──────── Extract to read ────────
TPL Dataflow ProducerConsumer Pattern

2019-04-11 22:39发布

问题:

Just wrote a sample producer consumer pattern using TPL DataFlow. I have some basic questions here.

  1. The consumer is active only after all the items are posted from the producer. Does asynchronous means that both produce and consume tasks can run in parallel.

  2. Given a sleep time in consumer to verify if its blocking other data items. It seems to be executing sequentially and not getting any parallelism.

Am I doing something wrong here?

class AscDataBlocks
{
    public Int64 start;
    public Int64 End;
    //public string ThreadName;
    public void AscBufferProducer(ITargetBlock<Int64> targetAscTransform) 
    // This is using TPL DataBlock producer consumer pattern.
    {
        for (var i = start; i < End; i++)
        {
            Console.WriteLine("Postingasc : {0}", i);
            targetAscTransform.Post(i);
        }
    }

    public void ProcessDataBuffer(Int64 ascDataSet)
    {
        if (ascDataSet == 5) 
        // Testing if this will delay all the other data processing
            Thread.Sleep(5000);
        else
            Thread.Sleep(500);                
        Console.WriteLine(ascDataSet);
    }

    // Demonstrates the consumption end of the producer and consumer pattern. 
    public async Task<Int64> AscTransConsumerAsync(IReceivableSourceBlock<Int64> source)
    {
        // Initialize a counter to track the number of bytes that are processed. 
        int status = 0;

        // Read from the source buffer until the source buffer has no  
        // available output data. 
        while (await source.OutputAvailableAsync())
        {
            Int64 data;
            source.TryReceive(out data);
            ProcessDataBuffer(data);//This function processed the data buffer for ascollection and writes the data to the database.
            // Increment the count of bytes received.
            status = 1;
        }
        return status;
    }
}

static void Main(string[] args)
{
    AscDataBlocks ascb;
    BufferBlock<Int64> ascbuffer;
    System.Threading.Tasks.Task<Int64> ascProcessingconsumer;
    CancellationToken ct = new CancellationToken();
    CancellationTokenSource cts = new CancellationTokenSource();
    ascb = new AscDataBlocks();
    ascb.start = 1;
    ascb.End = 100;           
    try
    {
        ascbuffer = new BufferBlock<Int64>(new ExecutionDataflowBlockOptions
        {
            MaxDegreeOfParallelism = 5,
            CancellationToken = ct
        });// Initiallize the buffer bloack
        ascProcessingconsumer = ascb.AscTransConsumerAsync(ascbuffer); //Initialize the consumer.
        //Post source data to the dataflow block.
        ascb.AscBufferProducer(ascbuffer);
        ascProcessingconsumer.Wait();
    }
    catch (Exception ex)
    {
        //foreach (var v in ex.InnerExceptions)
        //    Console.WriteLine("msg: " + v.Message);                
    }            
}  

回答1:

The consumer is active only after all the items are posted from the producer. Does asynchronous means that both produce and consume tasks can run in parallel.
────────
#### Work to be completed
Reproduce the passage of the TPL Dataflow thread starting at "2. Given a sleep" and ending at "producer consumer pattern.".
──────── Data section ────────
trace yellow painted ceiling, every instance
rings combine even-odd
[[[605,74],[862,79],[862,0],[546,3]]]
────────
#### Exercise result
2. Given a sleep time in consumer to verify if its blocking other data items. It seems to be executing sequentially and not getting any parallelism.

Am I doing something wrong here?

class AscDataBlocks
{
    public Int64 start;
    public Int64 End;
    //public string ThreadName;
    public void AscBufferProducer(ITargetBlock<Int64> targetAscTransform) 
    // This is using TPL DataBlock producer consumer pattern.